▶ **FRAGMENTO DEL DOCUMENTO**
· · · · · · ·

Ocho días después, ante la provocación de Tomás y con un realismo inaudito, Jesús nuevamente se hace presente en medio de sus discípulos e interpela a Tomás para que toque sus llagas y crea. De ahí en adelante, los apóstoles transitan del temor a la esperanza, del encierro a la donación de la vida hasta el martirio.
El relato resulta particularmente provocador y actual. Hace ochos días que ha acontecido la Pascua y seguimos encerrados. La pandemia nos mantiene en una cuarentena prolongada que no nos permite salir y que nos suscita inseguridad y perplejidad sobre el futuro. Muchos incluso se plantean su fe y la presencia de Dios en toda esta historia.
¿Qué nos dice el Señor a los Tomás, a los Pedros, a los Santiagos, a los discípulos de hoy?
Lo primero que me viene a la mente es que el Señor nos trae la paz a nuestras casas y a nuestros corazones, ayudándonos a experimentar que la gran tribulación producida por el coronavirus es una oportunidad para ver al resucitado y experimentar que es Él quien llena nuestro corazón y le da el verdadero sentido a la vida. Él viene a nuestro encuentro en el encierro, nos da su paz y nos provoca a anunciarla.

· · · · · · ·

▶ **DATOS PROPORCIONADOS**

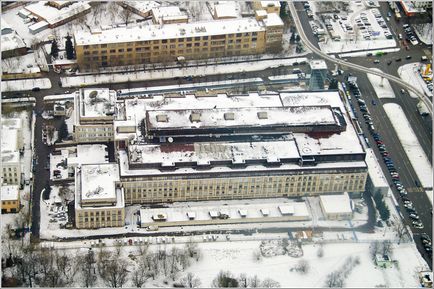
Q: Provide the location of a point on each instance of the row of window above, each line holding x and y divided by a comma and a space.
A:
9, 202
163, 41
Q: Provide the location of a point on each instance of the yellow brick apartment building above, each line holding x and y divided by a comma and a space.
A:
165, 43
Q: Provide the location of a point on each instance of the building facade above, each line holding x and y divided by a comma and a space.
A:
99, 202
263, 185
94, 115
155, 43
10, 199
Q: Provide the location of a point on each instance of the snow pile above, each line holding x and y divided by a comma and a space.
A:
410, 74
411, 145
25, 84
424, 32
272, 248
381, 85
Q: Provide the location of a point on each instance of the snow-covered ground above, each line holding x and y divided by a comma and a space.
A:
237, 257
381, 85
354, 41
26, 162
411, 145
424, 32
363, 53
76, 81
25, 84
410, 74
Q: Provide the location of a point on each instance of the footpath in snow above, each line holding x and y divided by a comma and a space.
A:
411, 145
83, 80
25, 84
409, 73
381, 85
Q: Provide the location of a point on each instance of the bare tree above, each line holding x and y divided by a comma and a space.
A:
400, 231
374, 249
126, 15
254, 282
270, 283
242, 281
190, 281
86, 268
257, 256
115, 272
387, 247
68, 266
320, 252
302, 266
335, 279
139, 276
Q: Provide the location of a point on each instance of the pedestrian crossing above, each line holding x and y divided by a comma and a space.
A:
415, 190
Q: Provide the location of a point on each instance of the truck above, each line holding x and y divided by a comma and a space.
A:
422, 108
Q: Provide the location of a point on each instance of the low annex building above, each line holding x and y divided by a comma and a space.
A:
10, 195
164, 42
99, 201
336, 207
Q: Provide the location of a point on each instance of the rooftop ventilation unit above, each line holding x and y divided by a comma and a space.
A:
161, 118
195, 117
229, 116
262, 115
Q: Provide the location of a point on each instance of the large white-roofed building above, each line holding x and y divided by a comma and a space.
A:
234, 147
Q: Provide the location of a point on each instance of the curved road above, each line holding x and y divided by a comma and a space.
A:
315, 50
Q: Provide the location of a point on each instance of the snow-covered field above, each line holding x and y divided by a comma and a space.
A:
381, 85
363, 53
409, 73
76, 81
409, 141
25, 84
237, 257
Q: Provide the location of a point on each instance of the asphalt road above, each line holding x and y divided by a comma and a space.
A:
420, 125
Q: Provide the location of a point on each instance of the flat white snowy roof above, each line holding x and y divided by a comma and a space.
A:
336, 203
204, 153
98, 181
97, 102
144, 32
143, 6
254, 116
168, 12
225, 10
9, 192
9, 141
273, 19
11, 41
270, 3
53, 15
317, 64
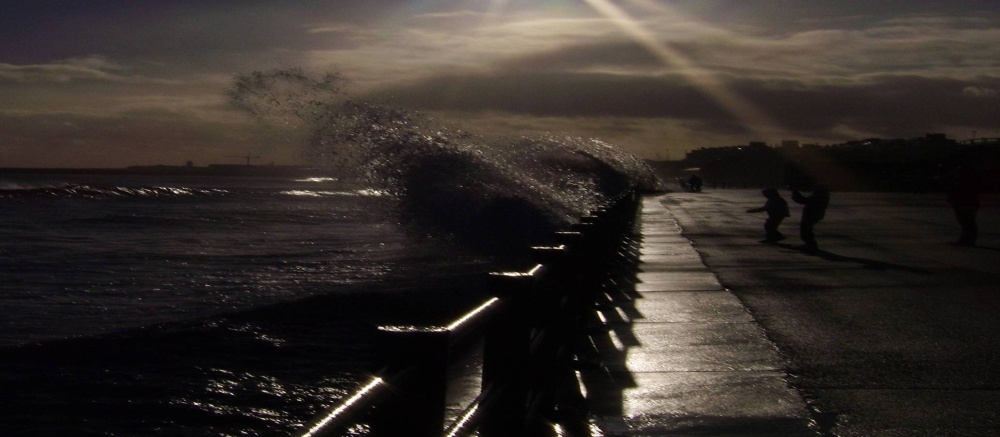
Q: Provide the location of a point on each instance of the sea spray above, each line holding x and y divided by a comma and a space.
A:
497, 194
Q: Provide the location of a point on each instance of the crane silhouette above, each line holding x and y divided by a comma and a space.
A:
247, 157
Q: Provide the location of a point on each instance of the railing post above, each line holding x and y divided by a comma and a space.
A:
416, 361
506, 358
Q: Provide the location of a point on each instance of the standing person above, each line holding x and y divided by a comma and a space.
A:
813, 211
777, 209
963, 196
695, 183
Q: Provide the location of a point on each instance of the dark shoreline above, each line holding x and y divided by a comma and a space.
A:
171, 170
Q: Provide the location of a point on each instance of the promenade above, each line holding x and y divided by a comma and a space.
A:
888, 330
683, 357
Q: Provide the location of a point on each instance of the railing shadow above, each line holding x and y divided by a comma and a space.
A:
549, 339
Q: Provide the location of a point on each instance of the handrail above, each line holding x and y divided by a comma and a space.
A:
526, 333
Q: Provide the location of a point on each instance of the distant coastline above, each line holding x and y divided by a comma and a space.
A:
222, 170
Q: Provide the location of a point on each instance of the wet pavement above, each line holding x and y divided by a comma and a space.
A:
683, 356
887, 331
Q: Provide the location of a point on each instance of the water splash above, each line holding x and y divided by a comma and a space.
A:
494, 193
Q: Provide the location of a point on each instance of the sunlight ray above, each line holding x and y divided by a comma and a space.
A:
752, 117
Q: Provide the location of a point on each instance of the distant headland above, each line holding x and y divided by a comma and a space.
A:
919, 164
221, 170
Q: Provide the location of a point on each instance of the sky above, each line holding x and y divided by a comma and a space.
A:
113, 83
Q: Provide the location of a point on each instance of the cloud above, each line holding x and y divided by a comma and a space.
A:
978, 91
92, 68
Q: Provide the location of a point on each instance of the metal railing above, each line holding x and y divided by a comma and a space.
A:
523, 340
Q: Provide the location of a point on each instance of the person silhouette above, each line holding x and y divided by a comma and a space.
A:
777, 209
814, 210
695, 183
963, 196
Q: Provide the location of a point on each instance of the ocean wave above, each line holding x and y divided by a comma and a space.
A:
494, 194
366, 192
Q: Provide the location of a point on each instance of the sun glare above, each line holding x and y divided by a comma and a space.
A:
752, 117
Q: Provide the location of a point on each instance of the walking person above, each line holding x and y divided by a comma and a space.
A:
814, 210
963, 196
777, 209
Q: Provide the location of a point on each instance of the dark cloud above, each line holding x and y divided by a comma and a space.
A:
887, 104
136, 138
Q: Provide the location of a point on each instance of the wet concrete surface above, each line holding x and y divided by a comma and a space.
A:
888, 331
682, 355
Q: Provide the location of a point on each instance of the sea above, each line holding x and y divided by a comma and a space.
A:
204, 306
195, 305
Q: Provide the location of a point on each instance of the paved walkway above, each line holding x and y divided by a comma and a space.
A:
684, 357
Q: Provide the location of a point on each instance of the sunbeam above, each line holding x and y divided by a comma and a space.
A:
752, 117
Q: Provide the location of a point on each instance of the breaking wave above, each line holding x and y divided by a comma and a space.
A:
494, 193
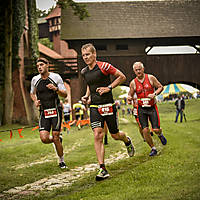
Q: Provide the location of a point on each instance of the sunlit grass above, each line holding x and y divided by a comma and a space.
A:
172, 175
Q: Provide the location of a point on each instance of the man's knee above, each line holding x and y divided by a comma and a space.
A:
157, 130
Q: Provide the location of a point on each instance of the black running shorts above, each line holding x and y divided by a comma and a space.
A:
97, 120
48, 123
151, 113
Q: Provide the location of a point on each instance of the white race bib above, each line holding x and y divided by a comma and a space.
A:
145, 102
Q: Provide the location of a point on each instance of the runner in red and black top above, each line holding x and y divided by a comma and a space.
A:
102, 107
45, 88
146, 86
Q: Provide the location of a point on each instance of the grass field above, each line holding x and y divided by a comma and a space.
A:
174, 174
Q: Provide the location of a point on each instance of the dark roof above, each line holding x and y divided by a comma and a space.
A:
136, 19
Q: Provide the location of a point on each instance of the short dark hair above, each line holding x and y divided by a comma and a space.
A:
44, 60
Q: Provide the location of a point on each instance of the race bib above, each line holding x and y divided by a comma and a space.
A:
105, 109
146, 102
48, 113
135, 111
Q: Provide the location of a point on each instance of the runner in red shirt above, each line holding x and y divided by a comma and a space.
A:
102, 106
146, 86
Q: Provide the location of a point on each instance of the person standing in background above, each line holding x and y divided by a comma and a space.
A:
45, 88
147, 87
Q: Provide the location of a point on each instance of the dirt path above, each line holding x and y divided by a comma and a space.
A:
65, 179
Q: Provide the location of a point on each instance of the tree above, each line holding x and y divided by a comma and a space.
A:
20, 18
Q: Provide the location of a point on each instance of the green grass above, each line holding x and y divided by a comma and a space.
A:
172, 175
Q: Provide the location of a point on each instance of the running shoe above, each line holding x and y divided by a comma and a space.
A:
62, 165
130, 148
163, 139
102, 174
153, 152
60, 138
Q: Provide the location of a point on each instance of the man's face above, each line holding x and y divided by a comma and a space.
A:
88, 56
139, 71
42, 67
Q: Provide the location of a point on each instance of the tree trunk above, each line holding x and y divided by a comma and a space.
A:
8, 90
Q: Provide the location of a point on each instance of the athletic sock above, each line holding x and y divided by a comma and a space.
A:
103, 167
128, 143
61, 159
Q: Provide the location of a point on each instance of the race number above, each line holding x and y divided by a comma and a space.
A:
105, 109
48, 113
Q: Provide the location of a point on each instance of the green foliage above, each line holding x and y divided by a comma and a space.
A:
33, 30
172, 175
79, 9
18, 28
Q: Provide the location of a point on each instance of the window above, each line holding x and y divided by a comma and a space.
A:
121, 47
101, 47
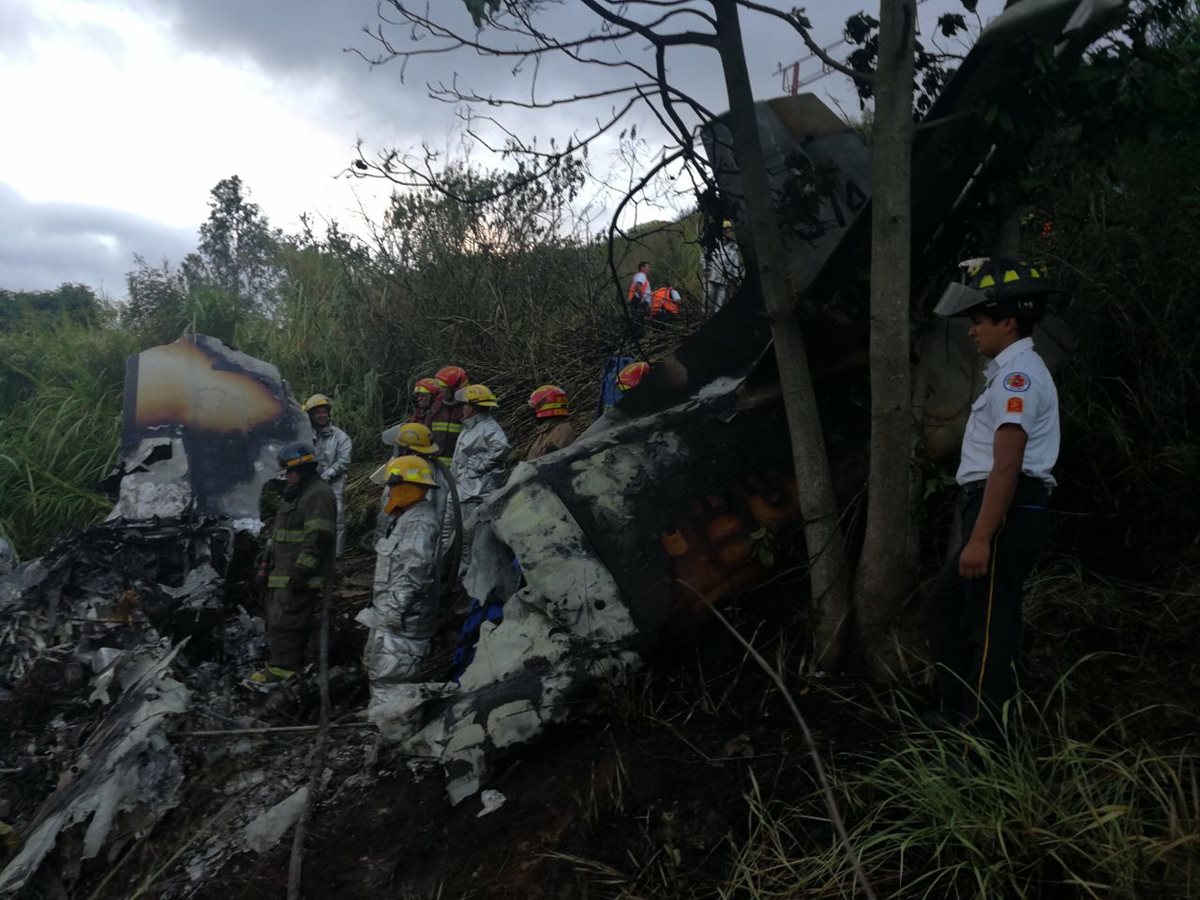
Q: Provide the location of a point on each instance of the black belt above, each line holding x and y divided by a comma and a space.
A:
973, 487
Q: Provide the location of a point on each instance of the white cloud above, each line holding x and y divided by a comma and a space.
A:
46, 244
141, 108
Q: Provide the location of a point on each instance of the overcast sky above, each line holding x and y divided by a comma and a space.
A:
120, 115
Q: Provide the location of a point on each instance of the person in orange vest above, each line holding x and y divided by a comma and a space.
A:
640, 288
425, 395
445, 420
631, 375
664, 305
555, 431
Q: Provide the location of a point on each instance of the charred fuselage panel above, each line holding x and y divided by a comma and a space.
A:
202, 426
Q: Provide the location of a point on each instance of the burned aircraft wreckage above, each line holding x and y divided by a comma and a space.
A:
598, 553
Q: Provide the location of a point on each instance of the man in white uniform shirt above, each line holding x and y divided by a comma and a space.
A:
1008, 449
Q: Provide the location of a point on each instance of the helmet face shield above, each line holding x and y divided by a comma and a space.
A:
403, 496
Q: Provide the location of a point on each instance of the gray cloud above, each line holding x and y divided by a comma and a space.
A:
46, 244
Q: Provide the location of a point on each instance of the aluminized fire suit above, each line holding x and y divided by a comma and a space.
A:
478, 456
334, 447
403, 611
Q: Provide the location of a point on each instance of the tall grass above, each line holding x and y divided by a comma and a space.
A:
946, 815
61, 418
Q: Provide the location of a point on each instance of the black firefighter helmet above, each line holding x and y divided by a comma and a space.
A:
1001, 286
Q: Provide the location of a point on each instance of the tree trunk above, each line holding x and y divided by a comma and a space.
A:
883, 577
822, 529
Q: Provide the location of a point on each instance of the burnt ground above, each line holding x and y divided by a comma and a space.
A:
642, 793
646, 795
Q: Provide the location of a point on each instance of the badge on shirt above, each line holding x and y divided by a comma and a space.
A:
1018, 382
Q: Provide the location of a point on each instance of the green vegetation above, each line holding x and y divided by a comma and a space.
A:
502, 287
1096, 797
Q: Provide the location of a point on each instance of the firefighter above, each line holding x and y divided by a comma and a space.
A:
403, 611
723, 269
478, 456
445, 420
1008, 449
413, 438
555, 430
425, 395
640, 289
334, 449
664, 305
301, 562
631, 376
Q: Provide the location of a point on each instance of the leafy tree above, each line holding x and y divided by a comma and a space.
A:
238, 251
76, 303
519, 34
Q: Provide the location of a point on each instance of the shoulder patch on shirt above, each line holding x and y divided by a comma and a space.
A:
1018, 382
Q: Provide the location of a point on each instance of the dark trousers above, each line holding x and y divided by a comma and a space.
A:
289, 618
975, 624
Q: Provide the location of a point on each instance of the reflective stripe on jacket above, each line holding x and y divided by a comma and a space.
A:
445, 423
304, 537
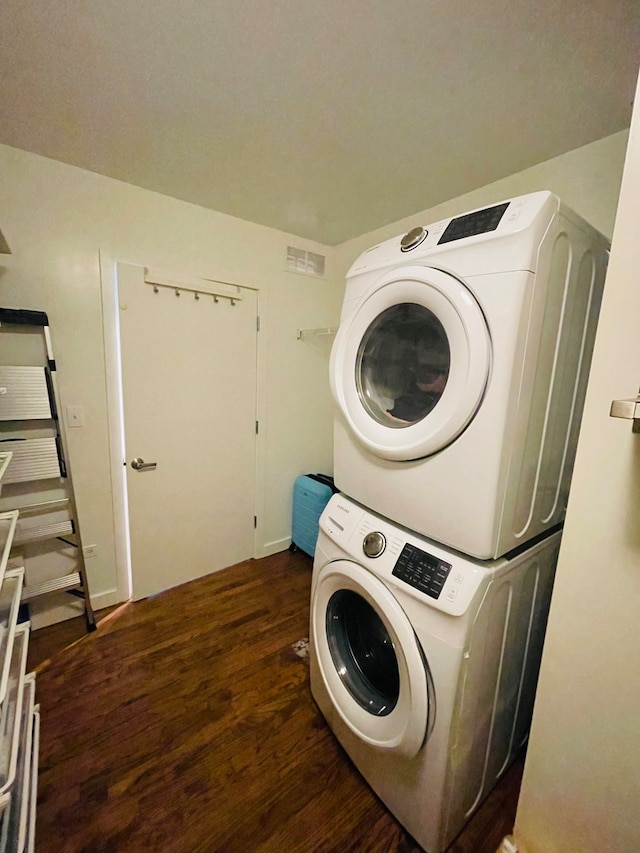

· · · · · · ·

▶ **TAREA A REALIZAR**
Responda según el fragmento del documento:
(a) ¿Cuántos días después vuelve Jesús a hacerse presente en medio de sus discípulos?
(b) ¿Qué nos mantiene en una cuarentena prolongada?
(c) ¿Qué trae el Señor a nuestras casas y a nuestros corazones?

▶ **RESPUESTA**
(a) Ocho días después.
(b) La pandemia.
(c) La paz.